▶ WHAT NEEDS TO BE DONE:
Copy the entries again, from the line containing "Find the brown ground; segment each instance." through the end of the entries, swapping "sidewalk" for "walkway" and keeping everything else the same. Leave the pictures out of your answer.

----------------

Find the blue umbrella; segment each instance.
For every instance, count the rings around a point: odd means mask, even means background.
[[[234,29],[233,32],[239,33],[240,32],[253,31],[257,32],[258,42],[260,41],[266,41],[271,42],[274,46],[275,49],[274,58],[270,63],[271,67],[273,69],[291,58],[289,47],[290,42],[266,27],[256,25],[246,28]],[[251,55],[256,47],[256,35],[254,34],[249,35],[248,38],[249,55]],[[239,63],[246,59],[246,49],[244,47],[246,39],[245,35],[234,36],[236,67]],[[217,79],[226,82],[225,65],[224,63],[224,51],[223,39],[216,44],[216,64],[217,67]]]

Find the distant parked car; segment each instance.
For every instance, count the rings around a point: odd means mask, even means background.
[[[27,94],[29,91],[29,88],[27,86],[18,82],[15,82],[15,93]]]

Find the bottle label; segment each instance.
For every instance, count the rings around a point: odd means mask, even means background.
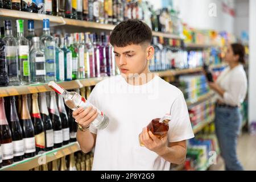
[[[72,71],[73,72],[77,72],[77,64],[78,64],[77,57],[73,57],[72,62],[73,62]]]
[[[64,53],[63,52],[61,51],[59,53],[59,76],[60,80],[64,80],[65,78],[64,60]]]
[[[52,0],[45,0],[44,6],[46,11],[52,12]]]
[[[13,158],[13,142],[1,144],[2,155],[3,160],[8,160]]]
[[[44,132],[42,132],[35,136],[36,140],[36,147],[40,148],[46,148],[46,140]]]
[[[53,130],[46,130],[46,147],[53,146]]]
[[[24,143],[25,146],[25,154],[35,152],[35,137],[24,138]]]
[[[82,11],[82,0],[77,0],[76,11],[77,12]]]
[[[13,155],[14,156],[24,155],[24,140],[13,141]]]
[[[93,16],[98,17],[100,14],[100,3],[98,1],[93,2]]]
[[[72,9],[77,10],[77,0],[72,0]]]
[[[84,49],[82,48],[79,48],[79,65],[82,68],[84,67]]]
[[[76,132],[71,132],[70,138],[76,138]]]
[[[63,142],[62,130],[53,131],[54,143],[60,143]]]
[[[67,141],[69,140],[69,128],[62,129],[63,133],[63,141]]]

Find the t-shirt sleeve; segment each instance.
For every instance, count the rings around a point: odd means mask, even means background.
[[[97,98],[98,98],[98,96],[97,97],[97,87],[98,86],[96,85],[94,88],[94,89],[92,90],[92,92],[90,93],[89,98],[88,98],[87,99],[87,101],[90,102],[95,107],[98,108],[99,102],[97,100]],[[91,133],[97,134],[97,129],[92,125],[90,125],[89,130]]]
[[[195,137],[188,107],[181,92],[171,107],[171,121],[169,123],[169,142],[180,142]]]

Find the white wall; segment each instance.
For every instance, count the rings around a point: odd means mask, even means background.
[[[256,122],[256,1],[249,1],[249,122]]]

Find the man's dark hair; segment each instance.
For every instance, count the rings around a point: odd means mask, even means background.
[[[119,47],[131,44],[140,44],[152,41],[152,31],[144,23],[129,19],[121,22],[114,28],[110,37],[110,44]]]

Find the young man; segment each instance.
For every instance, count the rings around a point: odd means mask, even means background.
[[[122,74],[97,84],[88,98],[109,117],[105,129],[90,125],[95,109],[73,113],[85,129],[77,131],[82,151],[95,147],[93,170],[169,170],[171,163],[185,160],[186,140],[194,137],[188,109],[182,92],[148,69],[154,55],[152,36],[148,26],[135,20],[121,22],[112,32],[110,43]],[[172,117],[169,130],[159,139],[146,126],[167,113]]]

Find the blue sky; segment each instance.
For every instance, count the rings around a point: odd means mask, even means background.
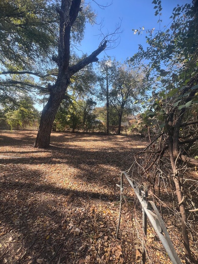
[[[159,24],[157,21],[158,16],[154,15],[155,5],[152,3],[153,0],[113,0],[112,4],[104,9],[100,8],[93,1],[91,3],[93,9],[97,14],[97,22],[99,23],[101,19],[104,19],[103,31],[107,32],[113,32],[116,23],[122,19],[121,29],[123,30],[120,36],[120,43],[115,49],[109,50],[105,52],[106,55],[115,57],[118,61],[123,62],[128,57],[131,57],[138,50],[138,44],[141,44],[143,47],[146,47],[145,31],[142,35],[138,36],[134,34],[132,29],[139,29],[143,26],[145,29],[150,29],[155,28],[159,29]],[[101,4],[106,5],[111,2],[111,0],[97,0]],[[162,10],[161,19],[162,20],[161,23],[161,29],[164,26],[167,26],[171,21],[170,17],[171,16],[173,9],[179,5],[191,3],[190,0],[162,0],[161,5]],[[92,26],[87,24],[85,31],[84,38],[81,45],[78,47],[84,53],[89,55],[98,46],[101,40],[99,39],[98,34],[100,33],[100,25]],[[80,56],[83,54],[81,51],[76,50],[76,52]],[[99,60],[106,55],[104,52],[98,56]],[[39,110],[42,109],[42,106],[37,104],[36,107]]]
[[[107,2],[107,1],[108,1]],[[98,3],[105,4],[111,2],[111,0],[97,0]],[[113,0],[112,4],[104,10],[100,9],[97,5],[91,1],[92,6],[97,13],[97,20],[99,22],[104,19],[103,30],[111,33],[113,31],[115,25],[122,19],[121,29],[123,32],[120,35],[120,43],[114,49],[108,50],[107,55],[115,56],[118,61],[124,62],[128,57],[132,56],[137,51],[138,44],[146,46],[145,36],[146,32],[142,35],[137,34],[134,35],[132,29],[138,29],[143,26],[146,29],[151,29],[154,27],[159,29],[159,24],[157,23],[158,16],[154,15],[155,5],[152,3],[152,0]],[[170,17],[172,9],[178,4],[184,4],[190,3],[188,0],[162,0],[162,10],[161,18],[162,19],[161,29],[164,26],[167,26],[170,22]],[[87,24],[85,31],[85,37],[79,49],[84,53],[88,54],[97,48],[100,43],[98,36],[100,33],[100,26],[94,26]],[[82,53],[79,52],[79,55]],[[100,59],[105,54],[103,52],[98,57]]]

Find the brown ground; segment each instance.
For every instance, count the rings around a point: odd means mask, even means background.
[[[0,134],[0,263],[123,263],[116,185],[145,143],[56,133],[45,150],[36,136]]]

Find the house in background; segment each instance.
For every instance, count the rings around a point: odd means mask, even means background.
[[[128,126],[131,125],[133,124],[137,123],[137,119],[136,116],[131,115],[128,116],[127,118],[126,118],[123,121],[123,122],[121,122],[121,125],[123,126]]]

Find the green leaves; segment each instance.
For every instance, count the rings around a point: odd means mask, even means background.
[[[189,102],[188,102],[185,104],[182,104],[181,105],[180,105],[178,107],[178,109],[181,110],[182,108],[184,108],[185,107],[189,107],[191,105],[192,102],[193,100],[191,100],[191,101],[189,101]]]
[[[148,116],[151,118],[153,118],[155,115],[156,115],[156,113],[155,112],[150,112],[147,114],[147,116]]]

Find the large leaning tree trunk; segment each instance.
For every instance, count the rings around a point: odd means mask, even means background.
[[[123,109],[121,108],[121,110],[118,113],[118,135],[121,135],[121,124],[122,123],[122,116]]]
[[[45,148],[49,146],[53,122],[71,76],[90,63],[97,61],[97,56],[106,47],[107,41],[104,40],[90,55],[69,67],[71,28],[80,10],[81,3],[81,0],[62,0],[60,9],[57,9],[60,16],[58,52],[58,56],[53,56],[52,59],[57,63],[58,74],[55,84],[48,85],[49,98],[42,111],[35,147]]]
[[[107,134],[108,135],[109,128],[109,83],[108,76],[108,66],[106,66],[106,97],[107,99]]]

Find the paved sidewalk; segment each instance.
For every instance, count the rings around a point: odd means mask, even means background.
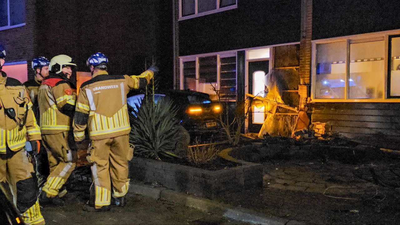
[[[82,183],[82,182],[81,182]],[[182,206],[166,201],[128,193],[128,203],[123,207],[114,206],[110,211],[88,212],[82,210],[88,197],[88,187],[81,187],[66,197],[62,207],[41,209],[46,224],[244,224],[219,215]],[[87,189],[86,189],[87,188]]]
[[[264,186],[337,196],[376,193],[377,185],[358,179],[352,173],[356,166],[320,163],[265,165]]]

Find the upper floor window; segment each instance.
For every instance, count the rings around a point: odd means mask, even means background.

----------------

▶ RESPONSE:
Find the brown ground; segment each instance.
For every instance, count the rings around a point: odd means mask, even means background.
[[[0,134],[0,263],[123,263],[116,185],[145,143],[56,133],[45,150],[36,136]]]

Find the house in background; segment each instance.
For every instance, count the rings around a point: odd means mask, even means background.
[[[128,126],[131,125],[133,124],[137,123],[137,119],[136,116],[131,115],[128,116],[127,118],[126,118],[123,121],[123,122],[121,122],[121,125],[123,126]]]

Find the green leaves; segment each instance.
For every instance, count the rings around a point: odd means mask, even means background.
[[[189,102],[188,102],[185,104],[182,104],[181,105],[180,105],[178,107],[178,109],[181,110],[182,108],[184,108],[185,107],[189,107],[191,105],[192,102],[193,100],[191,100],[191,101],[189,101]]]
[[[148,116],[151,118],[153,118],[155,115],[156,115],[156,113],[155,112],[150,112],[147,114],[147,116]]]

Find the large leaning tree trunk; segment each instance.
For every instance, count the rings around a point: odd means mask, even means background.
[[[123,109],[121,108],[121,110],[118,113],[118,135],[121,135],[121,124],[122,123],[122,116]]]
[[[45,148],[49,146],[53,122],[71,76],[90,63],[97,61],[97,56],[106,47],[107,41],[104,40],[90,55],[69,67],[71,28],[80,10],[81,3],[81,0],[62,0],[60,9],[57,9],[60,16],[58,52],[58,56],[53,56],[52,59],[57,63],[58,74],[55,84],[48,85],[49,98],[42,111],[35,147]]]
[[[107,134],[108,135],[109,128],[109,83],[108,76],[108,66],[106,66],[106,97],[107,99]]]

Find the paved walkway; segment each instance.
For every instance, count the rings around a point: odd means mask, even means background.
[[[82,183],[82,182],[81,182]],[[182,206],[166,201],[128,193],[128,203],[123,207],[114,206],[110,211],[88,212],[82,210],[88,197],[88,187],[81,187],[66,197],[62,207],[41,209],[46,224],[244,224],[219,215]],[[87,189],[86,189],[87,188]]]
[[[264,186],[337,196],[376,193],[377,185],[358,179],[352,173],[356,166],[320,163],[265,165]]]

Find the upper floor window; segment each instance.
For every instance, count the rings around a point: odd means mask, even means background.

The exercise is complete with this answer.